* **Short exercise**
Rewrite the entries from the line with "Practice. Place a marker on each instance of the blue flower" up to and including the line with "x=303 y=217", putting "Put a dot on" wherever "Place a marker on" occurs and keeping everything else the same.

* **Dataset content**

☆ ☆ ☆ ☆ ☆

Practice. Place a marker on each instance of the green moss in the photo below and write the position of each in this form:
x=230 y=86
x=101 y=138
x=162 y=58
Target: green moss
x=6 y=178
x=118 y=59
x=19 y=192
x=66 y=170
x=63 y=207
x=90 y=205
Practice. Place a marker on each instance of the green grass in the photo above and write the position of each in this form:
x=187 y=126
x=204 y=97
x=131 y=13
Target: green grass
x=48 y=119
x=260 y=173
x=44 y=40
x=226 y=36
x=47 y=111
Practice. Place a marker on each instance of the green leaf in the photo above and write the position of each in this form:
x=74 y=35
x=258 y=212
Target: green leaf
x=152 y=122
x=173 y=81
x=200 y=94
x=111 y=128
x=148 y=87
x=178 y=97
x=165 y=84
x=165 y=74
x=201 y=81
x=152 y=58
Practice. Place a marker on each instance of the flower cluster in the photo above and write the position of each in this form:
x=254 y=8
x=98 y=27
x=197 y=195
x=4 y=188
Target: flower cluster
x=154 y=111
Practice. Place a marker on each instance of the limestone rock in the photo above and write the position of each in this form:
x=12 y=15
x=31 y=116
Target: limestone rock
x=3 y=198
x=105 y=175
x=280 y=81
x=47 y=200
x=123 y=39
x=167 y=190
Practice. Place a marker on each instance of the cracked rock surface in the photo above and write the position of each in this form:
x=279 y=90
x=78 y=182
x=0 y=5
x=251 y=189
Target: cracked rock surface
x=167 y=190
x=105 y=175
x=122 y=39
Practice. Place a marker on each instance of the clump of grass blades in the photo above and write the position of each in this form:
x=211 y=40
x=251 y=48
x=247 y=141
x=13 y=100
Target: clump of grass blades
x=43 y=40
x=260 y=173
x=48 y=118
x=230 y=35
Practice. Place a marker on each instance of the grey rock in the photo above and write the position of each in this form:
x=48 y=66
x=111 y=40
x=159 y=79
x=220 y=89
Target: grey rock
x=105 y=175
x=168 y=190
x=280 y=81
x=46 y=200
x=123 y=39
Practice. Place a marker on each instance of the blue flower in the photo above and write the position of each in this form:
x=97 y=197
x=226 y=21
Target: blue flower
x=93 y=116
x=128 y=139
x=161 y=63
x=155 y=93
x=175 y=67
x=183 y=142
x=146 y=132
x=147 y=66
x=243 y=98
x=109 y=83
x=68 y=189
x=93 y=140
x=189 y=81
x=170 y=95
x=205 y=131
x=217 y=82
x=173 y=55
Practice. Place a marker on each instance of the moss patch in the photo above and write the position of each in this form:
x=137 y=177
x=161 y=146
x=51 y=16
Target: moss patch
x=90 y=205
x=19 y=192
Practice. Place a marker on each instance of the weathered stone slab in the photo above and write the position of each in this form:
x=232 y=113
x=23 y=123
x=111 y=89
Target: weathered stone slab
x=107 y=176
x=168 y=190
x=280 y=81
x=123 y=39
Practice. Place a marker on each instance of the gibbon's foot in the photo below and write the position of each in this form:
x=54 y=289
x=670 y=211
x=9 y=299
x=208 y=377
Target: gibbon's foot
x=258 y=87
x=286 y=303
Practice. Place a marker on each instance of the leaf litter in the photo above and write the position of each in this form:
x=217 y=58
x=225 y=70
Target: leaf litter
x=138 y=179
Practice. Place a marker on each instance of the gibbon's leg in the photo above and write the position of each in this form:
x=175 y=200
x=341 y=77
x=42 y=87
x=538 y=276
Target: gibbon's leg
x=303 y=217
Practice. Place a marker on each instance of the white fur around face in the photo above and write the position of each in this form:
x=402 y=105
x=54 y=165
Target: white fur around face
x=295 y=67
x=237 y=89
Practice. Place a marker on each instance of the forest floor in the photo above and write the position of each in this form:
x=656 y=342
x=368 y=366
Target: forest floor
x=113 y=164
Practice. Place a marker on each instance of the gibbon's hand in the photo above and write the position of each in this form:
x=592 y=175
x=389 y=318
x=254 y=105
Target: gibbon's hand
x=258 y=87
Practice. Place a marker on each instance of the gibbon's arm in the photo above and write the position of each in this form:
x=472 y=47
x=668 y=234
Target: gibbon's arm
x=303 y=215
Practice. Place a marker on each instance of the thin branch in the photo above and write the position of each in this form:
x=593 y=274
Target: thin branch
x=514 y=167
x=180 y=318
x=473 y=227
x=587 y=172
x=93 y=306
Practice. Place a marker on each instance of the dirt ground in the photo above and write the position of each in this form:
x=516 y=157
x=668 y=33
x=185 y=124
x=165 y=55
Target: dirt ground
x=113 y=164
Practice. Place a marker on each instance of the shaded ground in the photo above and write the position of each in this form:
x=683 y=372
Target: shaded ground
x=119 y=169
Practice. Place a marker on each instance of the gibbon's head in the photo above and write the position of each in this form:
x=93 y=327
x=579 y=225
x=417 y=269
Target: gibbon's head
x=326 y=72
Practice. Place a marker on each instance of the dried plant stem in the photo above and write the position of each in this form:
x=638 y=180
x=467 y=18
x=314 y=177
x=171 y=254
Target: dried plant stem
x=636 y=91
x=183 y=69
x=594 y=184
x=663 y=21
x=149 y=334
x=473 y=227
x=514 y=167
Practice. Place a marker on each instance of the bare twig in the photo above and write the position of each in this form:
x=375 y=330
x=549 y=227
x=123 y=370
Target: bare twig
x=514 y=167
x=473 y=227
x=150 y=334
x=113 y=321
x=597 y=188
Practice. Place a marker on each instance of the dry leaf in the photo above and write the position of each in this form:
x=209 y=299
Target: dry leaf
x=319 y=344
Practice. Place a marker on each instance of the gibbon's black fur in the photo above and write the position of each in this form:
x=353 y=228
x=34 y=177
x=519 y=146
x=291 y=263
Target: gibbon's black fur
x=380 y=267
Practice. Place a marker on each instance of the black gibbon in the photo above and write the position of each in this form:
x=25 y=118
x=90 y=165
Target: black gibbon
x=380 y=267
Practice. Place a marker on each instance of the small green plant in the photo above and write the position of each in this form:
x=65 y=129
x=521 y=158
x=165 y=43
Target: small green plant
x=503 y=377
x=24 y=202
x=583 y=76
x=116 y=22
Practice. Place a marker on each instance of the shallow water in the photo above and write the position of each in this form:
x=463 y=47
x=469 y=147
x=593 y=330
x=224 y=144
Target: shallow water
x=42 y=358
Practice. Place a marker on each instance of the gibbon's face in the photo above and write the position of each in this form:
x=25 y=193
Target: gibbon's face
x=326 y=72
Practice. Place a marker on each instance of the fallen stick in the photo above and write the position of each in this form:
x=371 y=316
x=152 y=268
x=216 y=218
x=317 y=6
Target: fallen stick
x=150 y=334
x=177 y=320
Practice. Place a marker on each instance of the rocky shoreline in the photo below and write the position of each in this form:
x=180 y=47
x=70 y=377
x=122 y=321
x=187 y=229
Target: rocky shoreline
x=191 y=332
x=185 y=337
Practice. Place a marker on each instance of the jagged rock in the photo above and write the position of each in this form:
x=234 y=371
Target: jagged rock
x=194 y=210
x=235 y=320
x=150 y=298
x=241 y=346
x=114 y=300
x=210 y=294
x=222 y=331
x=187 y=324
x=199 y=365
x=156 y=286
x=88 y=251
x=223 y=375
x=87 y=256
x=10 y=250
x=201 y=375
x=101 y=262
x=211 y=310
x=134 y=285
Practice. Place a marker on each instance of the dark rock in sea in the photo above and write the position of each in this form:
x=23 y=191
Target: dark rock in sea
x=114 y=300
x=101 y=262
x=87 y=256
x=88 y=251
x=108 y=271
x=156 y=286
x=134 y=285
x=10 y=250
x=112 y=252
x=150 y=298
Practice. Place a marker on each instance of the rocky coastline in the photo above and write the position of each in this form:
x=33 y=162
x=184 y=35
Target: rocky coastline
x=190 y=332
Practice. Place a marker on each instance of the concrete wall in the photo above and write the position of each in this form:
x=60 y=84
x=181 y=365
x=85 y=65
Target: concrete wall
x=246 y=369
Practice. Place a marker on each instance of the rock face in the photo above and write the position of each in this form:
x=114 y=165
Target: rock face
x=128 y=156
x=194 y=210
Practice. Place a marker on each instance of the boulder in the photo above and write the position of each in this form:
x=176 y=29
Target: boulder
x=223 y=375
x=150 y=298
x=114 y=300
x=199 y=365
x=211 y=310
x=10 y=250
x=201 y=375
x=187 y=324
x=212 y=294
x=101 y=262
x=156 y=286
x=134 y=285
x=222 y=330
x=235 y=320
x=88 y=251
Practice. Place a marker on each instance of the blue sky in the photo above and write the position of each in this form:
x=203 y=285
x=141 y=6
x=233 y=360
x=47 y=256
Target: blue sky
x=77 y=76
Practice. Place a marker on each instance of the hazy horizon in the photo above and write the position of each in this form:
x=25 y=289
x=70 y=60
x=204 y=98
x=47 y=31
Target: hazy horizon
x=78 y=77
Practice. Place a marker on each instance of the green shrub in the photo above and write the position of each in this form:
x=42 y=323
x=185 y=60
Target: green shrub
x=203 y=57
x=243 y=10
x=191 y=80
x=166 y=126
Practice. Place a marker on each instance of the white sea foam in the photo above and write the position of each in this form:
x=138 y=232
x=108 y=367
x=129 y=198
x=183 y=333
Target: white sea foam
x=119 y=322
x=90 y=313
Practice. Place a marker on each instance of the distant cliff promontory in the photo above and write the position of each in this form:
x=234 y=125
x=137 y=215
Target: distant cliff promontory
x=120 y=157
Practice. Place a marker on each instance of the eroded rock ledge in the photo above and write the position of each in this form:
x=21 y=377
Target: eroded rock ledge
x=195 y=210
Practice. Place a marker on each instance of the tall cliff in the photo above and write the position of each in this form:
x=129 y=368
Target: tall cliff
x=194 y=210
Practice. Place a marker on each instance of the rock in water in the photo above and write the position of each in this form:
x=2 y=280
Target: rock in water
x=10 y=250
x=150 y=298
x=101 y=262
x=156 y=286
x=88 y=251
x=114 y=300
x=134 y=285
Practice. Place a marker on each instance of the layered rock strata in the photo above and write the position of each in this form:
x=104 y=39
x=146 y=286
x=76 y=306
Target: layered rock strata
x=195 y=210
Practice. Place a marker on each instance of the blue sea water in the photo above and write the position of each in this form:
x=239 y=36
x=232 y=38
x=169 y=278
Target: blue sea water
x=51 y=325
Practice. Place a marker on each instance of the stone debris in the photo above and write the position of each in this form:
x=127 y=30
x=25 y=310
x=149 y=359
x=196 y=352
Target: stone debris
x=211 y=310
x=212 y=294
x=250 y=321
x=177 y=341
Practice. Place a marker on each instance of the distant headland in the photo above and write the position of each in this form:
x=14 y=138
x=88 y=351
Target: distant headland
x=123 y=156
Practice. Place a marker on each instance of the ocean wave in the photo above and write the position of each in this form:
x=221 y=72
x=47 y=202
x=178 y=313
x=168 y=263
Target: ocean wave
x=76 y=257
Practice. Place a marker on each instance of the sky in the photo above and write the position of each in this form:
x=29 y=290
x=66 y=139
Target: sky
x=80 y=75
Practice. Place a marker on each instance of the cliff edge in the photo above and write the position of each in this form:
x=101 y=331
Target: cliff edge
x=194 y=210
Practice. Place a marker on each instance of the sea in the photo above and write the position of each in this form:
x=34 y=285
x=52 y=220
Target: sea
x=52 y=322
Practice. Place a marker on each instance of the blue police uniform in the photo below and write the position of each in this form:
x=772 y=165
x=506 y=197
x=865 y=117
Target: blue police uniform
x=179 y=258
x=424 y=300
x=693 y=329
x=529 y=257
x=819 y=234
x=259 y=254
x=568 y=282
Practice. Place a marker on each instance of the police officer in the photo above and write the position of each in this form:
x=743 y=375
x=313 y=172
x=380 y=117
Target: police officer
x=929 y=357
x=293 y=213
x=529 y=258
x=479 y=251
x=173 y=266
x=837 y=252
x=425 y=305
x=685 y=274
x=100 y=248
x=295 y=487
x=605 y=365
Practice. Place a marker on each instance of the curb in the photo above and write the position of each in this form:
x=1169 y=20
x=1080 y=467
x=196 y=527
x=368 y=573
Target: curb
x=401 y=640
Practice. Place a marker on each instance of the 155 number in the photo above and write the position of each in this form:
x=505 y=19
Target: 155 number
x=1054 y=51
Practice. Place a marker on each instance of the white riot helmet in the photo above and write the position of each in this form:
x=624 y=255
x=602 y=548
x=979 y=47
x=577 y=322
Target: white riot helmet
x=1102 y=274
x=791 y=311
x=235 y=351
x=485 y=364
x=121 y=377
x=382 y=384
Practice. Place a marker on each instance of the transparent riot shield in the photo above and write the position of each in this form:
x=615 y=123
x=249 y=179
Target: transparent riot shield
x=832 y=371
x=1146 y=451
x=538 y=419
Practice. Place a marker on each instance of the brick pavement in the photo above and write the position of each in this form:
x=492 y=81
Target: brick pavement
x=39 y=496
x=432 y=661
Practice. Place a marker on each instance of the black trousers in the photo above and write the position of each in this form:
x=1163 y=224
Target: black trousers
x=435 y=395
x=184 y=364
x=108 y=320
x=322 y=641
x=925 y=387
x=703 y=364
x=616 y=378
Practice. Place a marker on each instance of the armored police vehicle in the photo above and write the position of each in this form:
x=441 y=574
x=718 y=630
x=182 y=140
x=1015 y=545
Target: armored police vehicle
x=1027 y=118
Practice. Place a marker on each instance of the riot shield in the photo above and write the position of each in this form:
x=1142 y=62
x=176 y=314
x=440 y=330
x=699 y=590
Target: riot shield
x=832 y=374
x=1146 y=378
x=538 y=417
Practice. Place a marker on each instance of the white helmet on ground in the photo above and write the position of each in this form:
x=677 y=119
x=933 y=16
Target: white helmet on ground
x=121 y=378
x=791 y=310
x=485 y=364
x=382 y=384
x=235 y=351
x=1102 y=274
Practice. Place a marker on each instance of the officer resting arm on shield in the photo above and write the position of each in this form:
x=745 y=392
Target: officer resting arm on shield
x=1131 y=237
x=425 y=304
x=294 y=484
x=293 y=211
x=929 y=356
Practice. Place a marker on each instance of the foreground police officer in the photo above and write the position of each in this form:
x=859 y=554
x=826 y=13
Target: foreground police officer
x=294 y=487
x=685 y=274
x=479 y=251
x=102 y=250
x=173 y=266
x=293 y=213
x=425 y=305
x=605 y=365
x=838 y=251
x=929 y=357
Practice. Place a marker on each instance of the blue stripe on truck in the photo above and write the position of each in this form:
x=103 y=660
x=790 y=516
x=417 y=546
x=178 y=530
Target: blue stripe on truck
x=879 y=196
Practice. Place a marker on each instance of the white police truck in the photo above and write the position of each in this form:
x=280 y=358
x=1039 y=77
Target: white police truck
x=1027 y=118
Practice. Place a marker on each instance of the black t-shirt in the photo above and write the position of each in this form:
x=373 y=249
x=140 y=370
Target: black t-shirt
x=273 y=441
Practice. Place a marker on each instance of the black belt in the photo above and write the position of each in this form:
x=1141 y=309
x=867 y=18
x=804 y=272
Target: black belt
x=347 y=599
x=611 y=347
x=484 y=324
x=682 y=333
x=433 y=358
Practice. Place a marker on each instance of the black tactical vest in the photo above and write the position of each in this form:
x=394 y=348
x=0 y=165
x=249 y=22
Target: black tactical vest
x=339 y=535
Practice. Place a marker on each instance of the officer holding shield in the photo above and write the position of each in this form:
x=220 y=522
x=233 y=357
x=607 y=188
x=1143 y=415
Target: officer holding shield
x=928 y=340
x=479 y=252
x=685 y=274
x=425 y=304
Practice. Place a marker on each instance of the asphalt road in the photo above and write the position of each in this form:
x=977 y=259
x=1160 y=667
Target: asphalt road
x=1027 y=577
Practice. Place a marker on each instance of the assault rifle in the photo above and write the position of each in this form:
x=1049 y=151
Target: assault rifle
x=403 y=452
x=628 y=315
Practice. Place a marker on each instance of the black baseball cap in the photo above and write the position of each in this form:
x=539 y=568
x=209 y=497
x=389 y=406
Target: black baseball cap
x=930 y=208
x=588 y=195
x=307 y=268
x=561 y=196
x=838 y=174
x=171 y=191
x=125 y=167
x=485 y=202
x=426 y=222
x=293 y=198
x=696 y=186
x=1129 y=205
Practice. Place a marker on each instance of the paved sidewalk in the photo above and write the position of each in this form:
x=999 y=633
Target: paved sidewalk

☆ ☆ ☆ ☆ ☆

* **Completed exercise**
Practice. Put a dot on each instance of the blue flower in the photo above and write the position of each in this form:
x=97 y=197
x=226 y=21
Target: blue flower
x=93 y=116
x=128 y=139
x=161 y=63
x=155 y=93
x=175 y=67
x=183 y=142
x=146 y=132
x=147 y=66
x=243 y=98
x=109 y=83
x=68 y=189
x=93 y=140
x=189 y=81
x=170 y=95
x=205 y=131
x=217 y=82
x=173 y=55
Practice. Put a dot on each instance of the moss patch in the photo above and write the position of each in this form:
x=137 y=177
x=161 y=146
x=51 y=16
Target: moss patch
x=90 y=205
x=19 y=192
Practice. Put a dot on each instance of the weathered stone slab in the photo above and write the position of each in this form:
x=232 y=113
x=23 y=123
x=111 y=89
Target: weathered stone slab
x=107 y=176
x=168 y=190
x=280 y=81
x=123 y=39
Practice. Put a dot on each instance of the gibbon's foot in the photo below and write the position of each in this form:
x=54 y=289
x=670 y=211
x=9 y=299
x=208 y=377
Target: gibbon's foot
x=258 y=87
x=286 y=303
Practice. Put a dot on each instance of the leaf litter in the photo above and write the position of each in this form:
x=217 y=58
x=225 y=70
Target: leaf litter
x=138 y=179
Practice. Put a dot on each instance of the gibbon's leg in the photo above and write the position of each in this form:
x=175 y=200
x=341 y=77
x=42 y=87
x=538 y=276
Target: gibbon's leg
x=303 y=217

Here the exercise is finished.